- WHAT YOU NEED TO DO
Copy the data starting at the line that has "Can you spot the door panel?" and ending with the line that has "x=457, y=128", renaming "Drop a point" to "Place a marker" wherever it occurs and leaving all else unchanged.
===== SOURCE MATERIAL =====
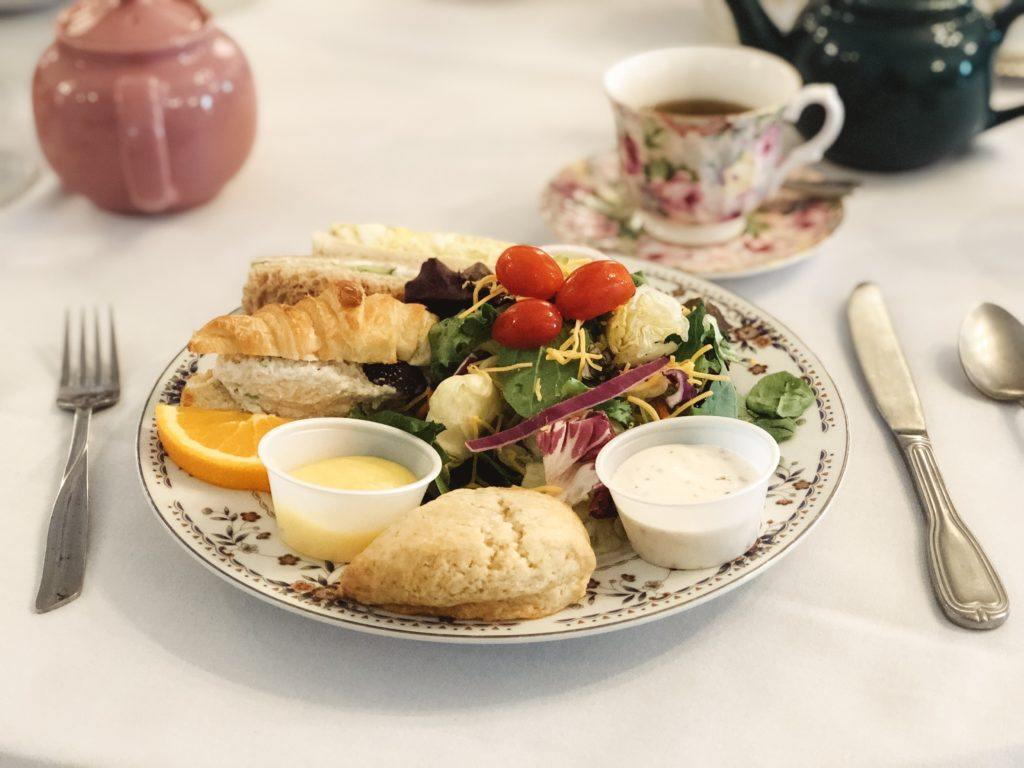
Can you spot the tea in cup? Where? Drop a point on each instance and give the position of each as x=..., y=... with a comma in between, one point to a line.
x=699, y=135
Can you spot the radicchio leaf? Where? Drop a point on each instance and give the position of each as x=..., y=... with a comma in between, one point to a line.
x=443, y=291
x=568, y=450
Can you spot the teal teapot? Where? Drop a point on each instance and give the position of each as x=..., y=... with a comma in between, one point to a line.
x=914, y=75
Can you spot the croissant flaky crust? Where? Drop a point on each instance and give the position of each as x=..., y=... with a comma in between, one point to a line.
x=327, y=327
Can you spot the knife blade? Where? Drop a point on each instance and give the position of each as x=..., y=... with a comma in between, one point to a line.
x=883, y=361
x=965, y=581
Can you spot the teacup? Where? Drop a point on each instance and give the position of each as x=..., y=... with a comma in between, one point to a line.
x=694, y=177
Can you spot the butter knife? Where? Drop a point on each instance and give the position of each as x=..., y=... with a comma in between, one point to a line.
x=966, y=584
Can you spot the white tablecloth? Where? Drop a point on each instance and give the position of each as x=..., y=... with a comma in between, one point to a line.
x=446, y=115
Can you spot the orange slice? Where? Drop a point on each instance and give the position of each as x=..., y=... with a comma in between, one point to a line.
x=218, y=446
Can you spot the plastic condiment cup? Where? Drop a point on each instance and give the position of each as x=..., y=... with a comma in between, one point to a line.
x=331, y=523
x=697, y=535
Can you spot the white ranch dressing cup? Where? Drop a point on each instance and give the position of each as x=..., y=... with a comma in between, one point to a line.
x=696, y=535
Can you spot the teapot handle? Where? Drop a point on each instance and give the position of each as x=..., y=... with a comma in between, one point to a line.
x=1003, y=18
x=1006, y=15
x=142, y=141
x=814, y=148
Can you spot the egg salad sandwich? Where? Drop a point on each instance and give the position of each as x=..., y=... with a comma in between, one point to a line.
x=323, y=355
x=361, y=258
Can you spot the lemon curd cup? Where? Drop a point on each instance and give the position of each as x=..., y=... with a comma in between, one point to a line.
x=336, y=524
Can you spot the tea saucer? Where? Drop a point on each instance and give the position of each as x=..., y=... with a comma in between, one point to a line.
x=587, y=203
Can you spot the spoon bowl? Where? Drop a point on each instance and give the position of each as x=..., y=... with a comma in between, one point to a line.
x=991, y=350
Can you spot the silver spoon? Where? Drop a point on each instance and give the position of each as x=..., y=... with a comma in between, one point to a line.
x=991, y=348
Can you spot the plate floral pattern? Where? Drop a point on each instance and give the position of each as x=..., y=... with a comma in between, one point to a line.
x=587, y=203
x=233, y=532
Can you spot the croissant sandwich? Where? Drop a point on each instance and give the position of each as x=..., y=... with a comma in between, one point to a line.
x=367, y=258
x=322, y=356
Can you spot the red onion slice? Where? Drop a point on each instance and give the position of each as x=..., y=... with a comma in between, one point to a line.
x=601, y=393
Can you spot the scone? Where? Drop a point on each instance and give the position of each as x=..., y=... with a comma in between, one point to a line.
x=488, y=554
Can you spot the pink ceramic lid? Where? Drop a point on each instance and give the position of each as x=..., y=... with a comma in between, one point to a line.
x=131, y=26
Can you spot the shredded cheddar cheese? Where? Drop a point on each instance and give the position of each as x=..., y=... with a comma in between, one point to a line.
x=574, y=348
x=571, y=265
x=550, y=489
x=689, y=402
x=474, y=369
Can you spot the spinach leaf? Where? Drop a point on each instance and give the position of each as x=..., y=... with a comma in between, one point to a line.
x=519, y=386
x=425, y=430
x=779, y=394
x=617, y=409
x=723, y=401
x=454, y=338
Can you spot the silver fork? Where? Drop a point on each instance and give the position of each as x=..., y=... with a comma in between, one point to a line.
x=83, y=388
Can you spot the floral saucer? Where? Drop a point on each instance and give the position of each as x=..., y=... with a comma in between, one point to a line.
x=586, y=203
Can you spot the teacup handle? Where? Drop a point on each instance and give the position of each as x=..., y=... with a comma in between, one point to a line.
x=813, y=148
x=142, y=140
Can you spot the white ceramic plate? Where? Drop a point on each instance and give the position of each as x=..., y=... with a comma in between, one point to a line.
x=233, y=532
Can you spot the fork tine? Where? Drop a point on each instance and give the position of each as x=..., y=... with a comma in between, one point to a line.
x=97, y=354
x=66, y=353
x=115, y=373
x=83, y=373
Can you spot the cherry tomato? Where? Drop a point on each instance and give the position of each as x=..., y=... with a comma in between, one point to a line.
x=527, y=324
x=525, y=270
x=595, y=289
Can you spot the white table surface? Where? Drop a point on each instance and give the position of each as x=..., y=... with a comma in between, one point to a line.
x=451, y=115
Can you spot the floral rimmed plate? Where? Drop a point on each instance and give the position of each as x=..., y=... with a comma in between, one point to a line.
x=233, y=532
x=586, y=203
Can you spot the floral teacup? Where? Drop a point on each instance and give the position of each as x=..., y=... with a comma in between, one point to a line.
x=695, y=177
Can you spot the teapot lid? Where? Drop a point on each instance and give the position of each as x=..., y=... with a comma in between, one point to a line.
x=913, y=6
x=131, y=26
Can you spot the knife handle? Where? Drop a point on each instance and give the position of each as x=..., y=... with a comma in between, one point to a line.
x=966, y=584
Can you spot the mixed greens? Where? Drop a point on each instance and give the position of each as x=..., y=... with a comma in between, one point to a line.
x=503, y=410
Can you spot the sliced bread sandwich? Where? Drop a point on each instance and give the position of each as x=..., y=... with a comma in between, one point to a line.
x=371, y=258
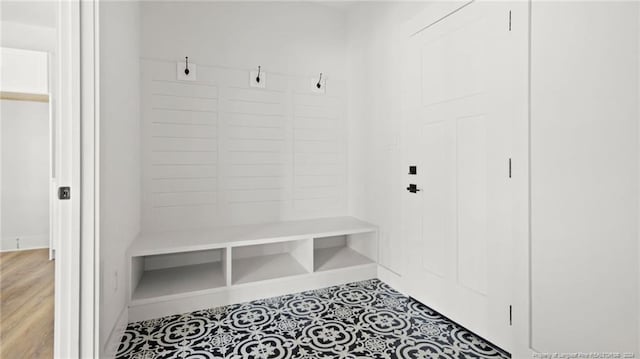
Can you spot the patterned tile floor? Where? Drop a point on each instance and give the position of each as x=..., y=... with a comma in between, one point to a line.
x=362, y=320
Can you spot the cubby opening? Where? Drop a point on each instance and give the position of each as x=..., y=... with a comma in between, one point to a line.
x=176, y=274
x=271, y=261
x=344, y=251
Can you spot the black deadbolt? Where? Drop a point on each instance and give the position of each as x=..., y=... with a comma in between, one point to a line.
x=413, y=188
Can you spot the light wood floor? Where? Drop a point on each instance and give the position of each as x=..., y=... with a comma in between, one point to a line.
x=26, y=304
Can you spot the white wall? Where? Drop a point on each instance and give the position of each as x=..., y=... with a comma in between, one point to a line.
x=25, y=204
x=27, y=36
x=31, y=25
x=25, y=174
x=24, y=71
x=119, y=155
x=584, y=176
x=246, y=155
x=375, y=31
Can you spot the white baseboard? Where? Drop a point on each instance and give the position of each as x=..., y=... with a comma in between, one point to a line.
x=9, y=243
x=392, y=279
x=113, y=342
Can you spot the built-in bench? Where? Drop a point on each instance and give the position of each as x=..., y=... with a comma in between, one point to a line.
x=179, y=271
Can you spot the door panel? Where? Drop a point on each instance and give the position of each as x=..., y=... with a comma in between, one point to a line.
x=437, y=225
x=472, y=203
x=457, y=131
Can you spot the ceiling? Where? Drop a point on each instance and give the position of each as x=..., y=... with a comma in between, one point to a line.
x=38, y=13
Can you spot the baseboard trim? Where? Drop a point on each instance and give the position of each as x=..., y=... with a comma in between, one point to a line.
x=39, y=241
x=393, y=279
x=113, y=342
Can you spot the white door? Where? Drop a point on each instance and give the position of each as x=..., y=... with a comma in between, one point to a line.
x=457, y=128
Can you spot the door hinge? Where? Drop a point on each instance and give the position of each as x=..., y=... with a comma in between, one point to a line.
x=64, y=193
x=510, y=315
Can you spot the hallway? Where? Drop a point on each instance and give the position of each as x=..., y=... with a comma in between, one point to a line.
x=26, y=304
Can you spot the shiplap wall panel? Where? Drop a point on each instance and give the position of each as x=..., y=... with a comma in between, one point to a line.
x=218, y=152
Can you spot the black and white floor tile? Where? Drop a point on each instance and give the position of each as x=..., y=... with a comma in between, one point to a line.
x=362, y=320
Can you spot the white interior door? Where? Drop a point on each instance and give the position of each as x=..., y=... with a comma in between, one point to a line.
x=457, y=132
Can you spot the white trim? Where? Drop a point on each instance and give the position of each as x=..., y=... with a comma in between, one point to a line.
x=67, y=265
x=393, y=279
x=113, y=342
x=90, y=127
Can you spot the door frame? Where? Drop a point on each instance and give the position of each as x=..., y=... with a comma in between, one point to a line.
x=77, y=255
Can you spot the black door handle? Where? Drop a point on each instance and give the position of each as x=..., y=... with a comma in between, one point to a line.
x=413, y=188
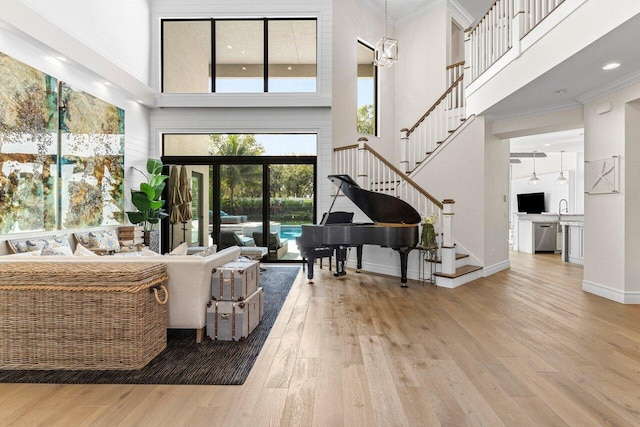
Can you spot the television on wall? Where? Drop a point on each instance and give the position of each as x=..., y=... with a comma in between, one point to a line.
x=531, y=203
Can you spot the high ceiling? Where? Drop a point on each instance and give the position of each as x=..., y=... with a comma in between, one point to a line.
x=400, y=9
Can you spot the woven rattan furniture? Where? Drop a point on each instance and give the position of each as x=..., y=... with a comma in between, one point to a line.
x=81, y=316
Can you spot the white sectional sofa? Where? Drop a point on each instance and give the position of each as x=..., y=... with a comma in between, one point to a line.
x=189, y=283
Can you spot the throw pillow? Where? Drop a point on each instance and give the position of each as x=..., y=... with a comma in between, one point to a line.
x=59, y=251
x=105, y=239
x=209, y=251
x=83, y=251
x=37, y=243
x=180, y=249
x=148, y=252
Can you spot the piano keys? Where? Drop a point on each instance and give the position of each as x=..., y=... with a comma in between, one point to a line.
=====
- CORRECT OUTPUT
Can you spot the door panel? Where? Place a marker on each instance and give the position of each as x=..., y=... with a comma in between, one point to a line.
x=437, y=225
x=472, y=203
x=457, y=131
Can you spot the ceiling? Where? Place a marker on each instance and give the position of each as x=..., y=... with a comma in between, one point to a line.
x=38, y=13
Can you spot the baseboard trim? Where? Place a marker on each instance and give the position of each as x=..., y=... with a comma in between, one point to a line.
x=39, y=241
x=393, y=279
x=113, y=342
Can you spot the white door? Where? Place a marker on each instance and give the position of each as x=..., y=... with a comma in between, one point to a line.
x=457, y=128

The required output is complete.